ACTIONS TO TAKE ->
A. Reproduce the passage on quantum Hall resistance standards word for word, starting at "Since the last" and ending at "helium to operate.".
B. Pick up the passage on graphene-based quantum Hall resistance standards after its final sentence and carry it forward.

Since the last revision of the SI, quantum Hall resistance standards (QHR) have been used to perform a direct realization of the ohm from the Planck constant and the elementary charge. These QHR standards are used in a growing number of NMIs even though the cost and complexity of their implementation remains high, mainly due to the technology relying on GaAs/AlGaAs heterostructures that require a very low temperature (<1.5 K), a high magnetic field from superconducting magnets (usually >10 T) and expensive liquid helium to operate.

However, the development and continuing improvement of graphene-based QHR standards during the last decade is now offering an alternative to GaAs based standards. Graphene QHR standards have the remarkable ability to be quantized for less stringent experimental conditions both regarding temperature and magnetic flux density. Quantization of graphene QHE samples has been demonstrated for flux density of 5 T or below and temperature up to 4.2 K.

Replacing GaAs QHR standards by graphene-based standards would bring a significant simplification in the implementation of these primary resistance standards as well as a reduction of their utilization costs and size. This is particularly interesting for the BIPM within the framework of its onsite QHR comparison programme BIPM.EM-K12.

The BIPM has recently had the opportunity to study a new graphene-based QHR sample developed by PTB within the framework of the Graphene Impedance Quantum Standard (GIQS) EURAMET project [1,2]. This sample was fabricated from a homogeneous monolayer of epitaxial graphene of millimetric size whose fabrication has been optimized and on which a molecular post-growth doping technique has been applied to reduce the electron density to values below 1011 cm−2. It is encapsulated within polymer layers and stable working points are expected for low magnetic flux density values below 6 T.

SUPPLIED RECORDS ->
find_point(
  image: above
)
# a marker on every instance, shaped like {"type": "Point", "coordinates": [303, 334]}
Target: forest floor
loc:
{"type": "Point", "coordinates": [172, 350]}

RESULTS BY TASK ->
A.
Since the last revision of the SI, quantum Hall resistance standards (QHR) have been used to perform a direct realization of the ohm from the Planck constant and the elementary charge. These QHR standards are used in a growing number of NMIs even though the cost and complexity of their implementation remains high, mainly due to the technology relying on GaAs/AlGaAs heterostructures that require a very low temperature (<1.5 K), a high magnetic field from superconducting magnets (usually >10 T) and expensive liquid helium to operate.

B.
The precision measurements carried out at the BIPM consisted mainly of a verification of the equivalence between this newly developed PTB graphene sample and existing BIPM GaAs references, the graphene sample being operated at liquid helium temperature, 4.2 K, and low magnetic flux densities below 5 T. The graphene QHR was compared, in dc, to a GaAs QHR reference standard through the measurement of a 100 Ω classical transfer resistance. This comparison has been repeated for different current values and with two different GaAs samples of two different fabrication sources.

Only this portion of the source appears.